==== Records shown ====

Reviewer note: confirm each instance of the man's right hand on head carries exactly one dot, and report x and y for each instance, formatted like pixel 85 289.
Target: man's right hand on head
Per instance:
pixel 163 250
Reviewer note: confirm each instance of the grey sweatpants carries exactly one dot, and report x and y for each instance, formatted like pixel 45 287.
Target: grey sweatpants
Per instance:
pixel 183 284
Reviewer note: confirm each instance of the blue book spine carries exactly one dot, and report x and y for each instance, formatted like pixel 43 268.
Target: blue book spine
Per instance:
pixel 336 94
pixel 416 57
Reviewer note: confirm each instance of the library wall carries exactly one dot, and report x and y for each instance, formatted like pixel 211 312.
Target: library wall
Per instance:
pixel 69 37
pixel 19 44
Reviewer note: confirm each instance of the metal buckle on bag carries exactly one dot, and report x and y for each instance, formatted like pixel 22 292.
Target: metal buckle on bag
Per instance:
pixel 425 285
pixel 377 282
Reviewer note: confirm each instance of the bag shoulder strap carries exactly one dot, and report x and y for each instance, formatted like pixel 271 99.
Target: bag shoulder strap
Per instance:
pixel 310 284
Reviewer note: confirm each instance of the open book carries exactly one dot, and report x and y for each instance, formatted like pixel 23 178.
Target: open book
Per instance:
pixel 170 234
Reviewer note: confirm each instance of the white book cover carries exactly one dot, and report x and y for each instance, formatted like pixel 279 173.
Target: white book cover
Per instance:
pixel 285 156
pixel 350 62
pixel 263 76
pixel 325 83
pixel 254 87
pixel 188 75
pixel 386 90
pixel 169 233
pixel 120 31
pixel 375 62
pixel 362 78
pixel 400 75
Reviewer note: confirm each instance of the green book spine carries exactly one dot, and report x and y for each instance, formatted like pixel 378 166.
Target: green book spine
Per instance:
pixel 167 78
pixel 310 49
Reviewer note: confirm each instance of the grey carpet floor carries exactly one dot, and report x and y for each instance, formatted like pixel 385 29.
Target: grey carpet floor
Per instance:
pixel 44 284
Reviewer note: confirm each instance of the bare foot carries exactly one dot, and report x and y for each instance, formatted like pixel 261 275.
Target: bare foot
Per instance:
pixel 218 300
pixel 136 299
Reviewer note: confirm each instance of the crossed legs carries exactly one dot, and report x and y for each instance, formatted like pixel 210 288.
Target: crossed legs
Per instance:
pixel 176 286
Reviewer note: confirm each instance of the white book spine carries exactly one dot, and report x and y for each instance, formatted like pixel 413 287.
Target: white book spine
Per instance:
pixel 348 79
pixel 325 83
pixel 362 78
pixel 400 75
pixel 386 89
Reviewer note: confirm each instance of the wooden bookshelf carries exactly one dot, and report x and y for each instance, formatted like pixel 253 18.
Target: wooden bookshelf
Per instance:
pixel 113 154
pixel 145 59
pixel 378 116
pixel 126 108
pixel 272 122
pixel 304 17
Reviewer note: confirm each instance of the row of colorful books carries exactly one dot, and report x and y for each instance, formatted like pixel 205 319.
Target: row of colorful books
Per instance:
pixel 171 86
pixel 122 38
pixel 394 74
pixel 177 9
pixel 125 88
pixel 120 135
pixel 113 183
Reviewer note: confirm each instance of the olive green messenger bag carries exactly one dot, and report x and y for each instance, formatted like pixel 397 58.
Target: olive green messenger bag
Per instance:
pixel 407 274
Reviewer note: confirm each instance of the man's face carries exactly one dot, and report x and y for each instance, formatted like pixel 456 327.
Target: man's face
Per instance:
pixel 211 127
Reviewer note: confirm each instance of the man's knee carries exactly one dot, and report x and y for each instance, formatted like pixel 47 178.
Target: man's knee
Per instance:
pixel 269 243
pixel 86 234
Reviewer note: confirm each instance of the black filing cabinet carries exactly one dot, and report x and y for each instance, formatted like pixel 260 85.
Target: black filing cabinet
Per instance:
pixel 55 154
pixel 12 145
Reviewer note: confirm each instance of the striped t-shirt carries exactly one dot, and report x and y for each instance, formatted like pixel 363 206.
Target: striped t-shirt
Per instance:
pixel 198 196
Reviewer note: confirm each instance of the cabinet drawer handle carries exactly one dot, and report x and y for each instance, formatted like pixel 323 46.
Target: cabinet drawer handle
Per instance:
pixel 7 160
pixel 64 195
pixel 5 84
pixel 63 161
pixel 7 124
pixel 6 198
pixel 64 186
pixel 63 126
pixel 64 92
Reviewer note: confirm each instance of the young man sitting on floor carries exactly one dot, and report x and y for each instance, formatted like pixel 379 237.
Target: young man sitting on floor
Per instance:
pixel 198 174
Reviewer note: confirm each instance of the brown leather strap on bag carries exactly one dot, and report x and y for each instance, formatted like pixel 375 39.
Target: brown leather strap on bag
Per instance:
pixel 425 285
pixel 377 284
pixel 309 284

====

* [What you need to do]:
Out of the data above, return each line where the word "filing" can be found.

* [Exercise output]:
Reviewer note: confirm each instance of the black filing cabinet carries exactly one dot, and report x and y for each instance, formatted like pixel 260 85.
Target: black filing cabinet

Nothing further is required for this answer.